##### AVAILABLE DATA #####

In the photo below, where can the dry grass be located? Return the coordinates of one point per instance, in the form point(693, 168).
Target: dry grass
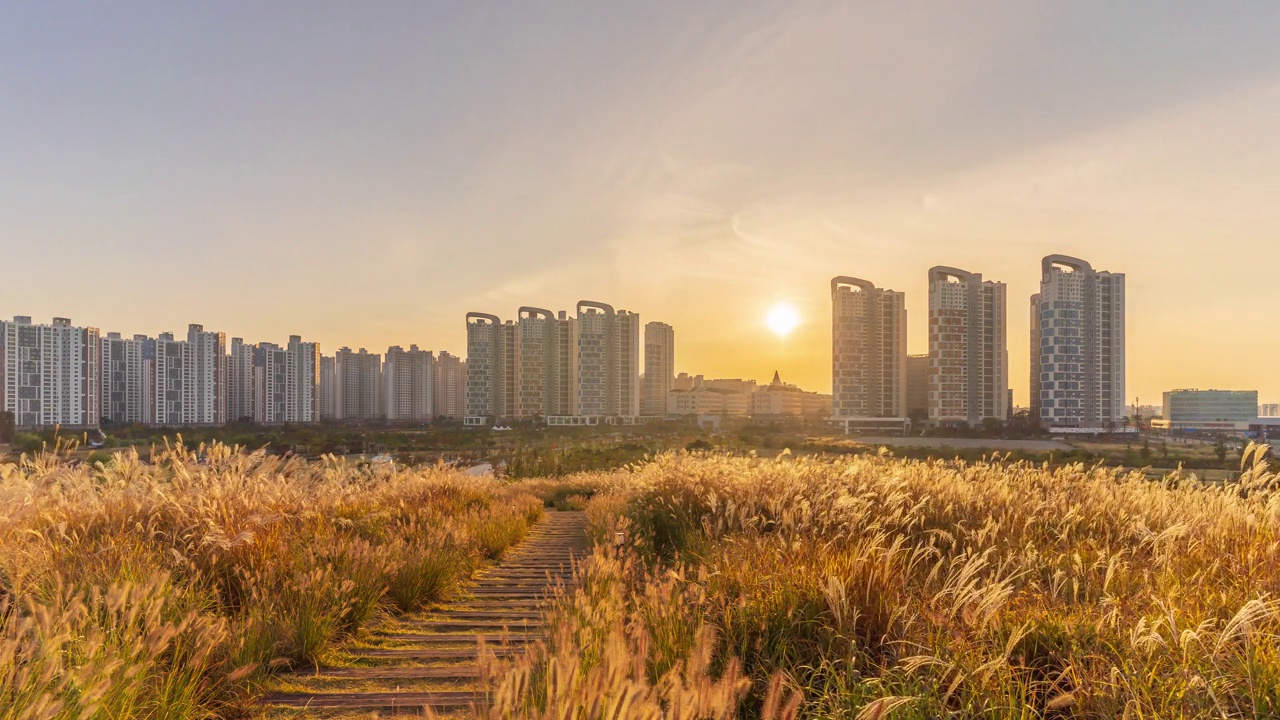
point(863, 587)
point(874, 587)
point(167, 589)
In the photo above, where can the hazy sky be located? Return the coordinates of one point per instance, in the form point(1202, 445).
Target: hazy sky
point(365, 173)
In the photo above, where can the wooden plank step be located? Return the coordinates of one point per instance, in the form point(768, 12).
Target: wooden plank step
point(455, 639)
point(411, 701)
point(398, 673)
point(511, 615)
point(466, 625)
point(432, 652)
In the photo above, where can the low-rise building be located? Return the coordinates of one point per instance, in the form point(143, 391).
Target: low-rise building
point(708, 401)
point(1212, 410)
point(781, 400)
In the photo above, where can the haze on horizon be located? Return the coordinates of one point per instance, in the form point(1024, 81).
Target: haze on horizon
point(365, 174)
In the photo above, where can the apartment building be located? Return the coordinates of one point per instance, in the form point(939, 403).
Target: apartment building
point(50, 374)
point(408, 384)
point(449, 387)
point(1208, 410)
point(168, 393)
point(484, 358)
point(270, 383)
point(302, 381)
point(240, 382)
point(563, 390)
point(659, 368)
point(127, 367)
point(597, 350)
point(781, 400)
point(327, 391)
point(205, 383)
point(868, 355)
point(360, 387)
point(708, 401)
point(536, 346)
point(1078, 346)
point(968, 379)
point(918, 387)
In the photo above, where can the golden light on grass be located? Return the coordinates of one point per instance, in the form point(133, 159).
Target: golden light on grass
point(782, 318)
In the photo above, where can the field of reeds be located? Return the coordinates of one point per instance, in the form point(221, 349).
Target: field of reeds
point(874, 587)
point(169, 589)
point(720, 587)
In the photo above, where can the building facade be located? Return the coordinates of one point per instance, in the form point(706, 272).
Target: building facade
point(205, 383)
point(360, 386)
point(127, 365)
point(50, 374)
point(563, 391)
point(918, 387)
point(1078, 346)
point(240, 382)
point(270, 383)
point(1212, 410)
point(868, 355)
point(302, 381)
point(484, 342)
point(708, 401)
point(659, 367)
point(597, 352)
point(536, 328)
point(328, 390)
point(968, 351)
point(449, 387)
point(408, 384)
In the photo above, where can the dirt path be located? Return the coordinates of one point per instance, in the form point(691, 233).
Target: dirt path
point(429, 659)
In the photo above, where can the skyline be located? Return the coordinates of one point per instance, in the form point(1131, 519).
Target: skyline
point(366, 181)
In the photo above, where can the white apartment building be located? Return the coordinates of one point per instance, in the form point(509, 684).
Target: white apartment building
point(1078, 346)
point(327, 391)
point(508, 370)
point(359, 384)
point(484, 341)
point(302, 381)
point(536, 328)
point(597, 364)
point(868, 355)
point(627, 364)
point(407, 382)
point(240, 382)
point(205, 383)
point(127, 378)
point(968, 377)
point(170, 378)
point(659, 368)
point(270, 383)
point(449, 387)
point(563, 390)
point(50, 373)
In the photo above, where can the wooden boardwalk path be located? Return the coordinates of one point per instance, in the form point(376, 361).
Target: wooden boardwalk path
point(429, 659)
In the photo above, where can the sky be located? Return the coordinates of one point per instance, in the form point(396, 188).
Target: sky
point(366, 173)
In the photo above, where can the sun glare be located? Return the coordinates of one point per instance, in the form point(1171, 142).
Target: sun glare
point(782, 319)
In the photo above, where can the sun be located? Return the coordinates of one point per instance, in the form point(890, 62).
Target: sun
point(782, 318)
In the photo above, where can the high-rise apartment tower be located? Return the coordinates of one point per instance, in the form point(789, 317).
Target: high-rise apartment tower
point(868, 354)
point(968, 352)
point(1078, 346)
point(659, 367)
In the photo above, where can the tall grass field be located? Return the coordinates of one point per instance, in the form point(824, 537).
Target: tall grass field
point(170, 589)
point(720, 587)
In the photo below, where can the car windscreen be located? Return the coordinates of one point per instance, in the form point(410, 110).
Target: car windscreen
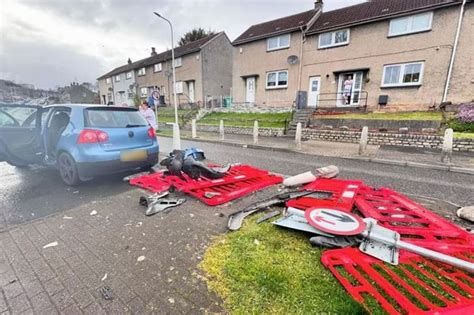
point(114, 118)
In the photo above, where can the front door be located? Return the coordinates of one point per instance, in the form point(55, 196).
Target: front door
point(250, 95)
point(350, 88)
point(191, 91)
point(20, 134)
point(313, 91)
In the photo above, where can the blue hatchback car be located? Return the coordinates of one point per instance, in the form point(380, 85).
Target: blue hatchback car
point(81, 140)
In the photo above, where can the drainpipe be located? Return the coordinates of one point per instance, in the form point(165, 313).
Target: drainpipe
point(301, 58)
point(453, 54)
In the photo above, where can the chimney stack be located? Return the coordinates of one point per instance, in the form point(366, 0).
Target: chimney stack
point(318, 5)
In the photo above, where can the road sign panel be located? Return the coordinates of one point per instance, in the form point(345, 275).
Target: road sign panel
point(334, 221)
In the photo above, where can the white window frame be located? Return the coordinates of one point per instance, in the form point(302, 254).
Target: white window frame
point(400, 82)
point(157, 67)
point(141, 71)
point(333, 39)
point(179, 87)
point(409, 20)
point(178, 62)
point(276, 86)
point(279, 46)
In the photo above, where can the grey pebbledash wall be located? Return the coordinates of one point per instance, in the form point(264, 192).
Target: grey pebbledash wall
point(378, 138)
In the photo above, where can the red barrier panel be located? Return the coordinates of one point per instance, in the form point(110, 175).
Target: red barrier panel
point(342, 198)
point(415, 223)
point(241, 180)
point(416, 286)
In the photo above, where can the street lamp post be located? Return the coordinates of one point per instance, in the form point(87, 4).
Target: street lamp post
point(173, 66)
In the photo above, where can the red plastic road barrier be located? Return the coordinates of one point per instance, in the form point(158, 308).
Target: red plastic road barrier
point(415, 223)
point(241, 180)
point(416, 286)
point(342, 198)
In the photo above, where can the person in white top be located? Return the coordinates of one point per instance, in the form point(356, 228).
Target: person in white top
point(348, 89)
point(148, 114)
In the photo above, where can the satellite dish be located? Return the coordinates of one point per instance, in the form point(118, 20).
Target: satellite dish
point(293, 60)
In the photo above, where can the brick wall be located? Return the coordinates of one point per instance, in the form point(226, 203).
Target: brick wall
point(378, 138)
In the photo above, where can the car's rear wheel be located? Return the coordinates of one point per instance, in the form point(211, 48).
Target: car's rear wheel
point(68, 169)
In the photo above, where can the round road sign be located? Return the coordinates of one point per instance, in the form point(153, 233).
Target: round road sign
point(334, 221)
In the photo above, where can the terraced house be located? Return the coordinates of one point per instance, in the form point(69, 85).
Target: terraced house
point(203, 70)
point(394, 54)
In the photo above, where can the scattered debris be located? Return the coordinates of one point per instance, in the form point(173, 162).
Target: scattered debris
point(52, 244)
point(268, 216)
point(466, 213)
point(161, 205)
point(107, 293)
point(236, 218)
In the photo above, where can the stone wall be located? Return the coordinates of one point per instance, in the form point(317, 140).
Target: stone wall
point(264, 132)
point(378, 138)
point(376, 124)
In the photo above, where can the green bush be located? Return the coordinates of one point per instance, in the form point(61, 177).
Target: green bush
point(460, 126)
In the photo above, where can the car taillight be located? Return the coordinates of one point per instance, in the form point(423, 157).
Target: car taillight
point(92, 136)
point(151, 132)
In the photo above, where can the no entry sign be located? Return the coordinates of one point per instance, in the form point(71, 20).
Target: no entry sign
point(334, 221)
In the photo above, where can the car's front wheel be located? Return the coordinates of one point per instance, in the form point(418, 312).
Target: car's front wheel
point(68, 169)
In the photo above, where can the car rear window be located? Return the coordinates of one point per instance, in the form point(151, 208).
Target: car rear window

#####

# YOUR GOAL:
What you give back should be exactly the lines from the top of the data above down to and including the line with "In the photo above, where can the wooden plank", minus any pictures.

# RESPONSE BELOW:
In the photo below, where can the dry grass be located? Return the coordinates of one point per instance, in the form point(693, 168).
Target: dry grass
point(863, 587)
point(874, 587)
point(167, 589)
In the photo above, where can the hazy sky be located? Return the coordinates of one point per instance, in the form point(1202, 445).
Target: hazy sky
point(365, 173)
In the photo above, where can the wooden plank step be located? Return the coordinates of one point per instance, in the form point(768, 12).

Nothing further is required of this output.